## WHAT YOU ARE ASKED TO DO
Pick out each line of the material below that contains the string "window", matching uppercase and lowercase exactly, and copy those lines.

## DATA ROWS
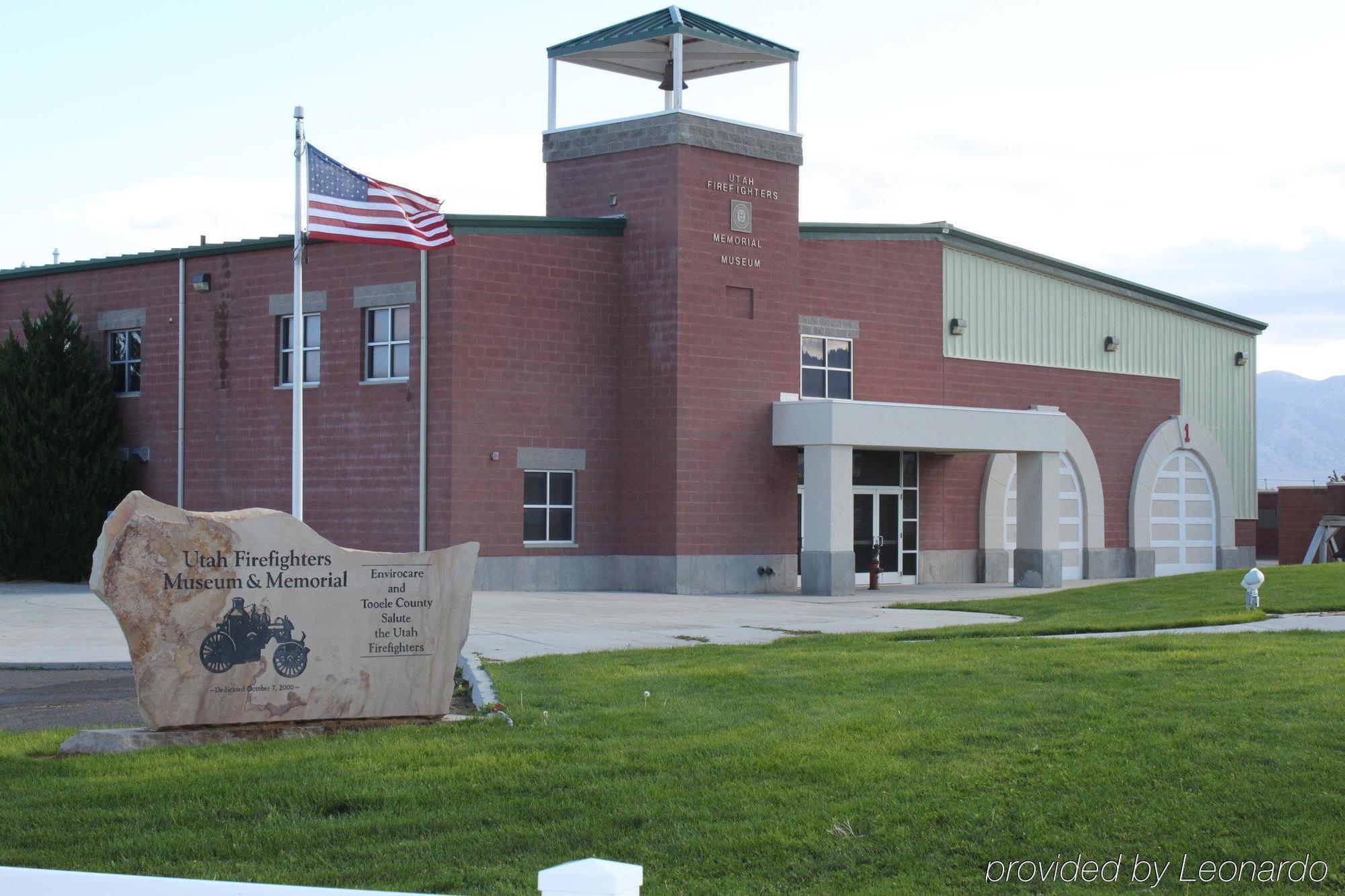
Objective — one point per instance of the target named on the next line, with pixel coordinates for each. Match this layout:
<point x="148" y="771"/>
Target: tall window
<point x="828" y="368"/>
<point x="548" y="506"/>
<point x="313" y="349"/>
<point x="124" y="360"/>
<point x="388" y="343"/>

==

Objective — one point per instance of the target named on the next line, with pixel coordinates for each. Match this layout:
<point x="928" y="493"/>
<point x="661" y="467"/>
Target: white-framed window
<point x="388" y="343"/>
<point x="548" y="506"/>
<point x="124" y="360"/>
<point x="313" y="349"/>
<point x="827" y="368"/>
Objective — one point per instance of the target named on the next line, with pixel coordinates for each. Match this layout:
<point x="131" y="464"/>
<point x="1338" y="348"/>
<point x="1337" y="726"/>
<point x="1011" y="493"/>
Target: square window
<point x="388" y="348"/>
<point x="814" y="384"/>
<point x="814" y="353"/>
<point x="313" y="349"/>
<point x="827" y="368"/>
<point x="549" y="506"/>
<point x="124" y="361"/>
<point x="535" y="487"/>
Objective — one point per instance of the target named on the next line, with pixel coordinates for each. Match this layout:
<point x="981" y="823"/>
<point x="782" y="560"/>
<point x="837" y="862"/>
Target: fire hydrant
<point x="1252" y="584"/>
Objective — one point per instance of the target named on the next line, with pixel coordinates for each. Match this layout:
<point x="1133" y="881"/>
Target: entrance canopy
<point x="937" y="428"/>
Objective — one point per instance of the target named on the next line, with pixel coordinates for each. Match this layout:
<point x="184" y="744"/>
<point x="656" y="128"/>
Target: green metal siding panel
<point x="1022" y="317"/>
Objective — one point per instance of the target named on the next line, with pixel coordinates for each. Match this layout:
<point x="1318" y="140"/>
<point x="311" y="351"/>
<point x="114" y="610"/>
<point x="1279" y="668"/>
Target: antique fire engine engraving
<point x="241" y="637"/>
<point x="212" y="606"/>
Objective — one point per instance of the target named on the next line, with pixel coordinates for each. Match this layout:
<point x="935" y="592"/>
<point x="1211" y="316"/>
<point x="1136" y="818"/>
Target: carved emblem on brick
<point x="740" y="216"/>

* * *

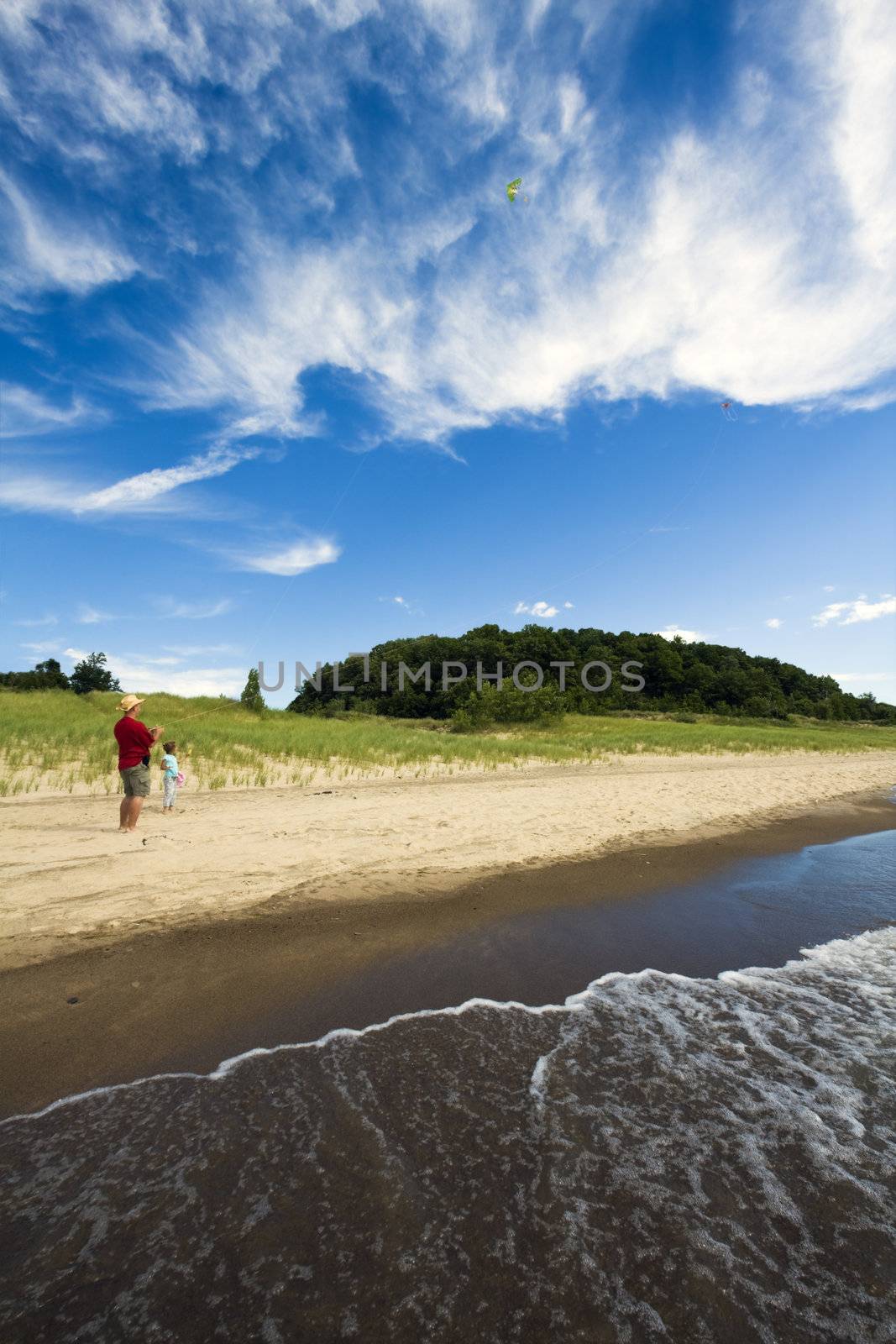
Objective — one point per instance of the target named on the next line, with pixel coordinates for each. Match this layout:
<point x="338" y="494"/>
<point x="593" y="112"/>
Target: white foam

## SOLUTION TO THIS EXERCISE
Target: tall window
Target: white-framed window
Target: square window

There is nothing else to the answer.